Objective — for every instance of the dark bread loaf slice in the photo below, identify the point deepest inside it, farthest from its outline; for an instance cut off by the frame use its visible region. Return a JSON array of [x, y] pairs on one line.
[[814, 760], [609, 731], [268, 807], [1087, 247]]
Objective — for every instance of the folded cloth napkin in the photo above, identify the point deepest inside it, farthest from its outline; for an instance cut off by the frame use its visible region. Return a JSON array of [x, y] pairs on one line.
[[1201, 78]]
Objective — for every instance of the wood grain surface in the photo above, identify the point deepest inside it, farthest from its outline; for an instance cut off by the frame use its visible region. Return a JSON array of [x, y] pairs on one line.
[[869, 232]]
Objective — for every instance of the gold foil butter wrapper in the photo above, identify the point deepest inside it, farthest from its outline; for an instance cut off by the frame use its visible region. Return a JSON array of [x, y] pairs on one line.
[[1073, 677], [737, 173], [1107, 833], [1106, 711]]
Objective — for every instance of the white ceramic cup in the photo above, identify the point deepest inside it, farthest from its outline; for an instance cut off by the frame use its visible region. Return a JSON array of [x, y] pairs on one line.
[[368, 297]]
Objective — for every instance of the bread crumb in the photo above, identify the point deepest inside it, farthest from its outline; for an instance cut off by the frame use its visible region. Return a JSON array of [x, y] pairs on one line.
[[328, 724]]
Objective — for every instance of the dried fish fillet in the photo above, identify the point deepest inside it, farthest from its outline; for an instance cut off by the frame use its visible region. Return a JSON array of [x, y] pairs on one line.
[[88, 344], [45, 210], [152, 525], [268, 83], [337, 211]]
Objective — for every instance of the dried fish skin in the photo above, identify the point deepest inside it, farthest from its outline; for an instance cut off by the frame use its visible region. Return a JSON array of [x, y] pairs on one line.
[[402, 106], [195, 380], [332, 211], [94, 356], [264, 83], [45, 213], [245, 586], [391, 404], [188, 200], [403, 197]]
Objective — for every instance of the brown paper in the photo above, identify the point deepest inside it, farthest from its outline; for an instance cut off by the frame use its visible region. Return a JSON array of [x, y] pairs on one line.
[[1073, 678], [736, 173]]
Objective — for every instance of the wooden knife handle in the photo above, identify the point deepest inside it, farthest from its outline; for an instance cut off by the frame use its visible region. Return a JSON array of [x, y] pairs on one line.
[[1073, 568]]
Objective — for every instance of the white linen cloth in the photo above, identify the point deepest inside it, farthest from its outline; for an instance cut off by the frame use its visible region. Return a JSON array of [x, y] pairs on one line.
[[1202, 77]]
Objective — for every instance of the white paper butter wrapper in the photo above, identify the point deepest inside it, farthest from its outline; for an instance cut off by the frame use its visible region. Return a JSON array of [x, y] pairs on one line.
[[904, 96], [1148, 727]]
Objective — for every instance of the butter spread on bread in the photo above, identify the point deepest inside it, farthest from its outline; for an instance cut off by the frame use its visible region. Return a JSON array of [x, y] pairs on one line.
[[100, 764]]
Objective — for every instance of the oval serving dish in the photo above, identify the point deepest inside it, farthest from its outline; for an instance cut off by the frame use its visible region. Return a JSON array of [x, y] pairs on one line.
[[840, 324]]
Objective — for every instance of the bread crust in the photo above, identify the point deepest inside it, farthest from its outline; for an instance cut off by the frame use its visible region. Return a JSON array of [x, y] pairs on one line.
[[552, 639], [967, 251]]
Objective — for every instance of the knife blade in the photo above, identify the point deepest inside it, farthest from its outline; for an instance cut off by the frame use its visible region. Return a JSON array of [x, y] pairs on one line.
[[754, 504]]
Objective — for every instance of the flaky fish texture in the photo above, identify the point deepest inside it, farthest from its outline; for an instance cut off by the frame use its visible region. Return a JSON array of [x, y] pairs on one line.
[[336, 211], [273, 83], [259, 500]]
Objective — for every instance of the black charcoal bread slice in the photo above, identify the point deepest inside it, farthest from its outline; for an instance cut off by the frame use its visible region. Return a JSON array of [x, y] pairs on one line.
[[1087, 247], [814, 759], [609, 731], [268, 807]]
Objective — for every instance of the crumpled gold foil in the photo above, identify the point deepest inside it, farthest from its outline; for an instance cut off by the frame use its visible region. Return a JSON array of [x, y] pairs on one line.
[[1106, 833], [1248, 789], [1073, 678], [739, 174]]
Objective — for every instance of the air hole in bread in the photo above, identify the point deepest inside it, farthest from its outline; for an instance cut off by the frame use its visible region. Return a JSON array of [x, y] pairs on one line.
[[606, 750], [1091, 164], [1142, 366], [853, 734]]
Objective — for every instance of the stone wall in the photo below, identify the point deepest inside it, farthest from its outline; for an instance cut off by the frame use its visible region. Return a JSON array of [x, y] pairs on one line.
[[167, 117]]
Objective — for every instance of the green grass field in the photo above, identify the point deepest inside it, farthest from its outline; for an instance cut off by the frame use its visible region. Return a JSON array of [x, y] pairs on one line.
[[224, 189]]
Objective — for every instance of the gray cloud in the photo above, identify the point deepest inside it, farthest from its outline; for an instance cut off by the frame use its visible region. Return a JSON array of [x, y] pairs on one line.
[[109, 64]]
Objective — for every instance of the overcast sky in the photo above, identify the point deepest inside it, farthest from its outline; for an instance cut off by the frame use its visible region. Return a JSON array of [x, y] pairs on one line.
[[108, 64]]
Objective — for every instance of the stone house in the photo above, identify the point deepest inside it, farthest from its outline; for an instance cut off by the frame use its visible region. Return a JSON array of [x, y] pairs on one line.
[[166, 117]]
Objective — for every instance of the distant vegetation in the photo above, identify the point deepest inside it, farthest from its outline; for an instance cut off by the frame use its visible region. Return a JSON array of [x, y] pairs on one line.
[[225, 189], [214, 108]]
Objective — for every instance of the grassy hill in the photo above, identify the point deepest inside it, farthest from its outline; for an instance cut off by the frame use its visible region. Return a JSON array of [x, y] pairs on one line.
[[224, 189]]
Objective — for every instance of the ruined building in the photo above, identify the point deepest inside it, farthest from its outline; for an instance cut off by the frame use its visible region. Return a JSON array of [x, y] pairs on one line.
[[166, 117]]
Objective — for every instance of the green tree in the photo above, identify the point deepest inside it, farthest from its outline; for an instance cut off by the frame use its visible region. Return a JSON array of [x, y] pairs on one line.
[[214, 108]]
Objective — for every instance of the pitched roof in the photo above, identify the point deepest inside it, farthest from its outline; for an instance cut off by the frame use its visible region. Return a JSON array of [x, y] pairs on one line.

*****

> Exercise:
Convert the records from the line containing "Objective — for every instance of the crumpled" through the line containing "[[108, 64]]", both included, into a Markdown table with the columns "Row" and "Content". Give each nonblank line its own numbered row and omit blank lines.

> Exercise solution:
| Row | Content |
|---|---|
| 1 | Objective — for every instance of the crumpled gold foil in the photo above, identify the point deepest inside it, farthest from its outline; for an instance cut off by the frame use its visible region. Return a JSON array of [x, y] pairs on one line. |
| 2 | [[1106, 833], [1248, 789], [1073, 678], [739, 174]] |
| 3 | Objective — for every instance of the air hole in bread in the photo above, identify the point deepest inside it, farthest from its outline; for an instance cut off by the frame use its visible region. Return a JSON array of [x, y] pairs on one line. |
| 4 | [[606, 750], [1091, 164], [1142, 366], [853, 734]] |
| 5 | Objective — for every instance of the stone wall in the photo below, identify the point deepest inside it, farthest from its outline; for an instance cut off by the frame use its visible region. Return a JSON array of [x, y] pairs on one line. |
| 6 | [[167, 117]] |
| 7 | Objective — for every instance of the green grass field in the photo above, identify the point deepest inside it, farthest from its outline; for an instance cut off by the frame use its visible region. Return a JSON array of [x, y] pairs on one line. |
| 8 | [[224, 189]] |
| 9 | Objective — for every instance of the gray cloud in the photo above, identify the point deepest inside it, farthest from its outline; for an instance cut off by the frame use its visible region. Return a JSON array of [x, y] pairs on one line. |
| 10 | [[109, 64]] |
| 11 | Objective — for every instance of the overcast sky in the photo above, identify the point deepest inside it, farthest from its outline; for an instance cut off by the frame use its visible region. Return a JSON array of [x, y] pairs on one line. |
| 12 | [[108, 64]] |